Extract >>
The multi-platform livestream strategy enabled people to use platforms they preferred and of course leverage these sites’ native functionality such as social sharing.  This execution significantly amplified reach and the global livestreams helped this event attract a much larger audience than in the past.

The program started early in the morning targeting the Asian region, followed by European events, and then wrapped up with content for America in the late evening.

BOOKFEST city was the only part of the Frankfurt Book Fair that was held in-person this year.  It ran October 14 – 18 and offered 77 events representing 110 hours of programming featuring 199 authors, 56 publishers and 11 booksellers at 36 locations across Frankfurt. 

Visitors got to meet bestselling authors and celebrities, and experience readings of bestsellers, poetry slams and talks on important issues.

The organizer made it clear in its communications that all locations used for the physical events adhered to government regulations and the health of visitors and staff was a top priority. 

Multiple measures were employed, including…

– Locations were capacity controlled.

Material shown >>
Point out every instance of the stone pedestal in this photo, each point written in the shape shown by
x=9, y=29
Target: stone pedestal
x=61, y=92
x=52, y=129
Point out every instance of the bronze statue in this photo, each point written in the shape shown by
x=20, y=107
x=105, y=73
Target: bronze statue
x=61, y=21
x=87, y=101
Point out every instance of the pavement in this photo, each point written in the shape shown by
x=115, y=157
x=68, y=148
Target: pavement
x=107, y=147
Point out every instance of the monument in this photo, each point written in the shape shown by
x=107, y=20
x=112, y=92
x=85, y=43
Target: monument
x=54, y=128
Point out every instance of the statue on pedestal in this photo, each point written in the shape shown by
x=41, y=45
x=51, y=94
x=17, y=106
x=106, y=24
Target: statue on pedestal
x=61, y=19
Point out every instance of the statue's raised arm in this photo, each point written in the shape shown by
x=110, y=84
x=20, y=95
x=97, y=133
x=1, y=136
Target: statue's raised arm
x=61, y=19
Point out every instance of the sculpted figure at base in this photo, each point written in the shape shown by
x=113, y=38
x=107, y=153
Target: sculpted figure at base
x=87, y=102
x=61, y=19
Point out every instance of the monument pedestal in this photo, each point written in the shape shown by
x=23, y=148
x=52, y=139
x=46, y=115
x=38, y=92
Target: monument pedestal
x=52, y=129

Task details >>
Translate this sentence from the book fair text into Spanish: "Visitors got to meet bestselling authors and celebrities, and experience readings of bestsellers, poetry slams and talks on important issues."

Completed task >>
Los visitantes pudieron conocer a autores superventas y a celebridades, y asistir a lecturas de éxitos de ventas, slams de poesía y charlas sobre temas importantes.